### EXTRACTO DE PÁGINA

· · · · · · ·

"Un homenaje a la esperanza" dice la frase publicitaria de Las cenizas de
Angela. Esperanza puede ser lo que impulse al espectador consciente, harto ya de las
producciones hollywoodianas, a concurrir al cine para ver ésta que lleva la firma de un
director que supo (o al menos intentó) ser grande: Alan Parker. Sin embargo, este
espectador no demorará mucho en llegar a la constatación amarga de que ya nada puede
esperarse de ese cine mainstream que cuenta historias a partir de estereotipos y
obviedades con el fin de ejercer mecanismos propagandísticos cada vez menos sutiles. Como
los de esta película dirigida por el mismo responsable de The Wall y Expreso de
medianoche, aunque también de esa Evita que nadie querría volver a ver.

· · · · · · ·

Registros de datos
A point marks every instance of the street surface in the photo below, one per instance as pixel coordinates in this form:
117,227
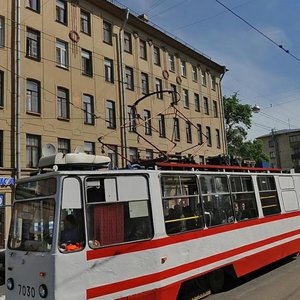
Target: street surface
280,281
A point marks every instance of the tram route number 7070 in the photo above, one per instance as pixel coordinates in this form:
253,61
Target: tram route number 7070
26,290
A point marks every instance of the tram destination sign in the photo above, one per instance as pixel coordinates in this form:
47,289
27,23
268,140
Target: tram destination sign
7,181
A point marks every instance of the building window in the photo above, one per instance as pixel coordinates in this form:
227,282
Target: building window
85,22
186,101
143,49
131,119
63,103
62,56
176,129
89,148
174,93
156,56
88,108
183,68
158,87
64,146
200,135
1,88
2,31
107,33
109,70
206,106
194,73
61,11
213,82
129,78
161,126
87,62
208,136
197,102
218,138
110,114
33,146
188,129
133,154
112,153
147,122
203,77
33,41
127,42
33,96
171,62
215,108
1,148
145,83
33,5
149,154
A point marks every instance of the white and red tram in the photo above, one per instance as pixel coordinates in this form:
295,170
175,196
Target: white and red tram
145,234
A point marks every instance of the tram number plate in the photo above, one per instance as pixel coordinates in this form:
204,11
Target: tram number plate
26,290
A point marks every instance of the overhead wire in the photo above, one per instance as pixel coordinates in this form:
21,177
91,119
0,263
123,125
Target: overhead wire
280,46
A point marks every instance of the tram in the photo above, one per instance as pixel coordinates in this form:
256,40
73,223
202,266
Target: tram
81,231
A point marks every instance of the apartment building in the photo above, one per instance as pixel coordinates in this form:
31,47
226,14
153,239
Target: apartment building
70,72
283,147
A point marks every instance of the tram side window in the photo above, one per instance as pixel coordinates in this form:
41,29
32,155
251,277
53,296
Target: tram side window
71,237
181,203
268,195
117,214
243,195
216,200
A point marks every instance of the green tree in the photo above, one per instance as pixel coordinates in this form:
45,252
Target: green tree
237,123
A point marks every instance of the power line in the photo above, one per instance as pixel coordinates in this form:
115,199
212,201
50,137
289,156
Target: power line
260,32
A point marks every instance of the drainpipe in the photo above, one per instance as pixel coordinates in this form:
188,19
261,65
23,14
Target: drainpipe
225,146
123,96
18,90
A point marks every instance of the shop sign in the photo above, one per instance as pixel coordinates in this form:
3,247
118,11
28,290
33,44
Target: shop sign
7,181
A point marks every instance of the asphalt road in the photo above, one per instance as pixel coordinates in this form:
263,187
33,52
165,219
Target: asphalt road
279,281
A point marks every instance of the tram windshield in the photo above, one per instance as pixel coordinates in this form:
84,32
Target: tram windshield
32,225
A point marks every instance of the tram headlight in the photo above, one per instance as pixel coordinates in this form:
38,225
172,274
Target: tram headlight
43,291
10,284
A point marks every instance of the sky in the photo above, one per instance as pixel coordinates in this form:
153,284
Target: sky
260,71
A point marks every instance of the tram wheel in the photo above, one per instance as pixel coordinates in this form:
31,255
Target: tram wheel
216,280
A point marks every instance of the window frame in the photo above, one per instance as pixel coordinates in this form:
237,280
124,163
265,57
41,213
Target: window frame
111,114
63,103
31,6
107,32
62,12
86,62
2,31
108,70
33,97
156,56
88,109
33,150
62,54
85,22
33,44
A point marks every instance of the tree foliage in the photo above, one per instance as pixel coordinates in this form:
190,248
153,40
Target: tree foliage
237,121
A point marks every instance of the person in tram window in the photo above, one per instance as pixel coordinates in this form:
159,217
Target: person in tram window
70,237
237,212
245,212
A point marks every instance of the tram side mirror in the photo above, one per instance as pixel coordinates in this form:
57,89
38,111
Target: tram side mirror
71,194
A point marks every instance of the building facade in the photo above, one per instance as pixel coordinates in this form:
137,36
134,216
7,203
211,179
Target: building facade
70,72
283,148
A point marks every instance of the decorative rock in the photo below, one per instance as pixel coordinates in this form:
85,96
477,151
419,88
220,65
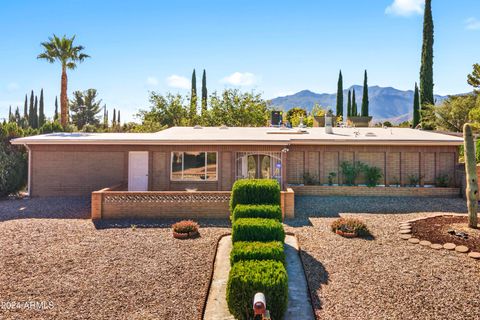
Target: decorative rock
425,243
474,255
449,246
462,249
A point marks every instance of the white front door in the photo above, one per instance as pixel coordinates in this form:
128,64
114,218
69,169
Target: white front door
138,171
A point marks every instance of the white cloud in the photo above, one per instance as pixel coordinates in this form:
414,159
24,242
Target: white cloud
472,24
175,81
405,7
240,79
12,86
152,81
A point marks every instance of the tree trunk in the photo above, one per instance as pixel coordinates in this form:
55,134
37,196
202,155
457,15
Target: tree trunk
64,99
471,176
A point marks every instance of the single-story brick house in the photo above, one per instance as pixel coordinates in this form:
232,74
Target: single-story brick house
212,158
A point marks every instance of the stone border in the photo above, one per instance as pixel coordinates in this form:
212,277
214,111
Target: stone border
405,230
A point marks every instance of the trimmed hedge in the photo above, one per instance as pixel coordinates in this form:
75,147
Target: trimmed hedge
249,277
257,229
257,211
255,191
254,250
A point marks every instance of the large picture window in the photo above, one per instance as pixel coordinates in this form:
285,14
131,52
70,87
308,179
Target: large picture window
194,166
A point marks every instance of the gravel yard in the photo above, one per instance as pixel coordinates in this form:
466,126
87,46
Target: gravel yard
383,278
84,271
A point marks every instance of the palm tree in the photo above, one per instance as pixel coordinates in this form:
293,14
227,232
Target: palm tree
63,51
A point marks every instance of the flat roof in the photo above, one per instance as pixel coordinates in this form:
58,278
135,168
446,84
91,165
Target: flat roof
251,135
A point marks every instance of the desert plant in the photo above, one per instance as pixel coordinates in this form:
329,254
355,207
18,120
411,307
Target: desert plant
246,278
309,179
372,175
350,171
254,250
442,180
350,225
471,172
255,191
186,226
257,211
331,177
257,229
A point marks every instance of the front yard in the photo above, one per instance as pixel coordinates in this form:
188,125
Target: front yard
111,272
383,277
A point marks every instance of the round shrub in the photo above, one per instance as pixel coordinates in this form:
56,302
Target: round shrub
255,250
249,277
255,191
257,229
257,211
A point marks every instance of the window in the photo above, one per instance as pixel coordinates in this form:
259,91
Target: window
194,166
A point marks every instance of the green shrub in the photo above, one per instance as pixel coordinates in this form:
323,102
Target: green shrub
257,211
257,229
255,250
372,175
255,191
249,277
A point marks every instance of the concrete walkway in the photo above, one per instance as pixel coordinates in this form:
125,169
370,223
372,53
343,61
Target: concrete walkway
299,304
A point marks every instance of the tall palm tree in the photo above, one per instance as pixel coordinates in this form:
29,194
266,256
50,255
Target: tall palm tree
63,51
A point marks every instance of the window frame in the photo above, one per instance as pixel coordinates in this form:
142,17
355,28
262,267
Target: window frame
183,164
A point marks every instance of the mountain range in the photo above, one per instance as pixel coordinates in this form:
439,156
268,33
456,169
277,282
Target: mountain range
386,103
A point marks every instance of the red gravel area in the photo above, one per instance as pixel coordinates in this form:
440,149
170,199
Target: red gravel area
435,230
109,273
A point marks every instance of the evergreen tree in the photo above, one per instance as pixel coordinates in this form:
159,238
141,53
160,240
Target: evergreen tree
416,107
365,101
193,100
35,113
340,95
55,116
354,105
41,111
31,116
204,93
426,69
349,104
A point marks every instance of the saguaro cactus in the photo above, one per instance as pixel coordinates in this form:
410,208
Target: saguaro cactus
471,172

· · · · · · ·

### TAREAS Y EJERCICIOS
• 1. Responde según el extracto sobre la película Las cenizas de Angela:
(a) ¿Qué dice la frase publicitaria de la película?
(b) ¿Quién es el director de la película?
(c) ¿Qué otras películas del mismo director se nombran?
• 2. Selecciona, por favor, todas las filas que contengan la cadena "wire". Se distinguen mayúsculas y minúsculas.

### SOLUCIONES
• 1.
(a) "Un homenaje a la esperanza".
(b) Alan Parker.
(c) The Wall, Expreso de medianoche y Evita.

• 2.
A point marks every instance of the overhead wire in the photo above, one per instance as pixel coordinates in this form:
Target: overhead wire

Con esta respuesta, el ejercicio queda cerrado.